[Opening Supplied material section]

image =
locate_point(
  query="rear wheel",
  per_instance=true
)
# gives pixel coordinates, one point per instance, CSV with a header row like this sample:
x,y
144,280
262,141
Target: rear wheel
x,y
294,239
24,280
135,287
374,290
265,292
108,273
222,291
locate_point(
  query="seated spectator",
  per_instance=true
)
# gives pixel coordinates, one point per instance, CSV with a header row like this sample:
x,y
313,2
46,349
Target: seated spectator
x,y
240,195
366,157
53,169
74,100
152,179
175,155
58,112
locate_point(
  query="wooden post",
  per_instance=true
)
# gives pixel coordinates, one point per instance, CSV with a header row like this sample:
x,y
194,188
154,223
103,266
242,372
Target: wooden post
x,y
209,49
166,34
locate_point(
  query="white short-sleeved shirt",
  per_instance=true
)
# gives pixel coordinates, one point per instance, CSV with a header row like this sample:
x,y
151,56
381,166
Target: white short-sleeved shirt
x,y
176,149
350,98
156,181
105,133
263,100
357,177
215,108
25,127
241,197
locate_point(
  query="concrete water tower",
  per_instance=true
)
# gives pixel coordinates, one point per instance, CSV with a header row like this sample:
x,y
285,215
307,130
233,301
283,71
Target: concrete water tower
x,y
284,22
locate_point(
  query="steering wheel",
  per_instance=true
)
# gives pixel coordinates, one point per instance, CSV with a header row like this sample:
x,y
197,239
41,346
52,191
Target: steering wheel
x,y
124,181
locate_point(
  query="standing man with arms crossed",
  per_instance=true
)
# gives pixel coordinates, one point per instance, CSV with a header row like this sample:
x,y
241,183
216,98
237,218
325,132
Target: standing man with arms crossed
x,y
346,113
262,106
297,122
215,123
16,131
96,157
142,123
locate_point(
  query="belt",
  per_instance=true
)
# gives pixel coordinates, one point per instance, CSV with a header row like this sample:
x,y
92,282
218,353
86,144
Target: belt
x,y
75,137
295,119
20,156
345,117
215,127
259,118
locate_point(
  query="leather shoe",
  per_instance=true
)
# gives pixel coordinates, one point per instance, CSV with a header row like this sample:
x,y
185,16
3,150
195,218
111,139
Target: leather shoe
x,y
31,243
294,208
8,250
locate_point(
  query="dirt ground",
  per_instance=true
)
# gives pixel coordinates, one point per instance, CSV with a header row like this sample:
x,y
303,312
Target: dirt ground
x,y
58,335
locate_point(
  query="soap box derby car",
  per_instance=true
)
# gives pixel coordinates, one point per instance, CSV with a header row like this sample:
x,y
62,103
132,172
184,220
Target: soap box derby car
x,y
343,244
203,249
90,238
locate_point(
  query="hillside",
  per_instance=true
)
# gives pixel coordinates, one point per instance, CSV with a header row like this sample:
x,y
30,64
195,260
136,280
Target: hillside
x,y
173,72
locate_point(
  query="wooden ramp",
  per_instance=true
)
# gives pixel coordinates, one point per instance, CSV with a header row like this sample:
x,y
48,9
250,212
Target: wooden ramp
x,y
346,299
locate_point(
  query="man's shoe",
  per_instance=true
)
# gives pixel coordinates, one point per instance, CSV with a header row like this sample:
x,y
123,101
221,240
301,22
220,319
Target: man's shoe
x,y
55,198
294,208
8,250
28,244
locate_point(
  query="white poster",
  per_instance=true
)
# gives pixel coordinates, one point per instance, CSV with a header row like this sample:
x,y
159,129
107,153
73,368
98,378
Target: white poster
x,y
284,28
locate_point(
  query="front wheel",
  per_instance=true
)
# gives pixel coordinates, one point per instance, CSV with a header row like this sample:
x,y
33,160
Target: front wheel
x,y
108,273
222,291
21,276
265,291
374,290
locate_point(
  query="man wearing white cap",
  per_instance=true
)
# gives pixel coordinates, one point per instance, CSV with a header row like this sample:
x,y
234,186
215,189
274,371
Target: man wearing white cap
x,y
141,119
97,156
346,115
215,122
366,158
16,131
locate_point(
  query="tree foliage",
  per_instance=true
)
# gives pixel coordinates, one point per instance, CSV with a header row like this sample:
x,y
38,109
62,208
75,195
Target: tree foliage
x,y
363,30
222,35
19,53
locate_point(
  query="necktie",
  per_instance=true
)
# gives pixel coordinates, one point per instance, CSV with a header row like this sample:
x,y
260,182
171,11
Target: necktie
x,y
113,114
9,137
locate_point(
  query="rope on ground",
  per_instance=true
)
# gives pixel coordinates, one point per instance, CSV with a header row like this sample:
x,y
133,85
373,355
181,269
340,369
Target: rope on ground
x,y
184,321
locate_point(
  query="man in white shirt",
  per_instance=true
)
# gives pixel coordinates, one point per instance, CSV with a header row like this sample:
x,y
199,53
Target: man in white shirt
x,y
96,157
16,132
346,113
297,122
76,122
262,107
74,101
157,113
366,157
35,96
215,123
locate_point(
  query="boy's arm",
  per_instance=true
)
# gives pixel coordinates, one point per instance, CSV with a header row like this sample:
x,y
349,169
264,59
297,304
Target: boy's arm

[Closing Supplied material section]

◆ **Problem to solve**
For this exercise, retype each entry from above exactly as it stands.

◆ **Finished task**
image =
locate_point(
  query="rear wheel",
  per_instance=true
)
# gives pixel coordinates, one point per instance, CSV with a header row like this sample:
x,y
144,280
262,141
Target: rear wheel
x,y
294,239
24,280
135,287
374,290
265,292
108,273
222,291
locate_point(
  query="seated spectator",
  per_instance=true
)
# gives pixel coordinates, one point per instance, CSV with a header row like this sample:
x,y
313,2
46,349
Target: seated spectator
x,y
240,195
366,157
53,169
74,100
152,179
175,155
58,112
locate_point(
  query="wooden post",
  per_instance=true
)
# gives pixel coordinates, one point per instance, CSV with a header row like this sample:
x,y
194,188
154,223
103,266
242,372
Target: wooden post
x,y
209,49
166,34
locate_point(
  query="white short-sleeved shirt",
  per_instance=true
)
# gives pixel coordinates, one point per instance, CSV with a header row like this sample:
x,y
151,56
381,166
Target: white short-sleeved shirt
x,y
176,149
350,98
156,181
105,133
263,100
357,177
215,108
25,127
241,197
locate_point(
  query="concrete water tower",
  per_instance=true
)
# gives pixel coordinates, one point per instance, CSV with a header row like this sample:
x,y
285,215
307,130
233,301
283,71
Target: concrete water tower
x,y
284,22
locate_point(
  query="steering wheel",
  per_instance=true
)
# gives pixel coordinates, one point per instance, CSV with a header row like this sample:
x,y
197,239
41,346
52,191
Target: steering wheel
x,y
124,181
locate_point(
  query="standing man with arms crossed",
  per_instance=true
)
# gives pixel coordinates, one point per instance, CSV with a header row like this sample:
x,y
241,183
216,98
237,218
325,132
Target: standing man with arms crossed
x,y
346,113
262,106
297,122
215,123
16,131
96,157
142,123
locate_point(
  query="belt",
  per_instance=true
)
# gives pixel coordinates, one point per instance, CSV with a header row like this sample:
x,y
92,282
218,353
86,144
Target: belt
x,y
75,137
295,119
20,156
345,117
215,127
259,118
locate_point(
  query="leather shoe",
  per_instance=true
)
# gives pixel coordinates, one point per instance, CSV with a header row like this sample:
x,y
185,16
3,150
195,218
111,139
Target: leather shoe
x,y
31,243
294,208
8,250
locate_point(
  query="dirt ground",
  per_instance=true
)
# gives pixel coordinates, one point per instance, CSV with a header row like this sample:
x,y
303,312
Target: dirt ground
x,y
58,335
locate_point(
  query="soap box derby car",
  per_instance=true
)
# gives pixel coordinates, one point per instance, CSV with a header row like this sample:
x,y
62,103
132,172
184,220
Target: soap box derby car
x,y
343,244
203,249
90,238
locate_point(
  query="hillside",
  per_instance=true
)
# gives pixel coordinates, one point per instance, CSV with a header row like this sample:
x,y
30,64
195,260
136,280
Target: hillside
x,y
173,72
locate_point(
  query="wooden ramp",
  per_instance=true
)
# gives pixel coordinates, one point per instance, CSV with a header row like this sample:
x,y
48,9
250,212
Target: wooden ramp
x,y
346,299
locate_point(
  query="man's shoe",
  per_instance=true
)
# gives pixel coordinates, one point per instance, CSV with a header row like this sample:
x,y
123,101
221,240
301,22
220,319
Target: man's shoe
x,y
55,198
294,208
8,250
28,244
locate_point(
  query="white poster",
  per_instance=true
)
# gives pixel coordinates, one point per instance, CSV with a header row like this sample:
x,y
159,129
107,153
73,368
98,378
Target: white poster
x,y
284,28
locate_point(
  query="front wheel",
  per_instance=true
)
# gives pixel coordinates, one point per instance, CSV with a header row like this sample:
x,y
33,160
Target: front wheel
x,y
108,273
222,291
21,276
265,291
374,290
locate_point(
  query="man wearing white cap",
  per_instance=true
)
# gives pixel coordinates, one point per instance, CSV with a header row like this sample:
x,y
234,186
215,189
274,371
Target: man wearing white cap
x,y
141,119
97,156
346,115
215,122
366,158
16,131
locate_point(
  query="tree foliage",
  per_instance=true
)
# gives pixel coordinates, one point per instance, CSV with a header row like this sample:
x,y
38,109
62,208
75,195
Target: tree foliage
x,y
363,30
222,35
19,53
locate_point(
  query="necktie",
  per_instance=true
)
# gives pixel coordinates, one point per instance, CSV with a header row like this sample:
x,y
260,182
171,11
Target: necktie
x,y
113,114
9,137
locate_point(
  query="rope on ground",
  per_instance=true
)
# gives pixel coordinates, one point per instance, CSV with a header row like this sample:
x,y
133,85
373,355
181,269
340,369
Target: rope on ground
x,y
184,321
locate_point(
  query="man in white shirt",
  per_instance=true
)
# gives pixel coordinates, one point per instance, CSV with a header row like this sample:
x,y
199,53
Target: man in white shirt
x,y
96,157
16,132
346,113
297,122
76,122
262,107
74,101
157,113
366,157
35,96
215,123
locate_point(
  query="boy's arm",
  per_instance=true
)
# gives pixel coordinates, one point per instance, CSV with a header row like this sample:
x,y
349,169
264,59
297,304
Target: boy's arm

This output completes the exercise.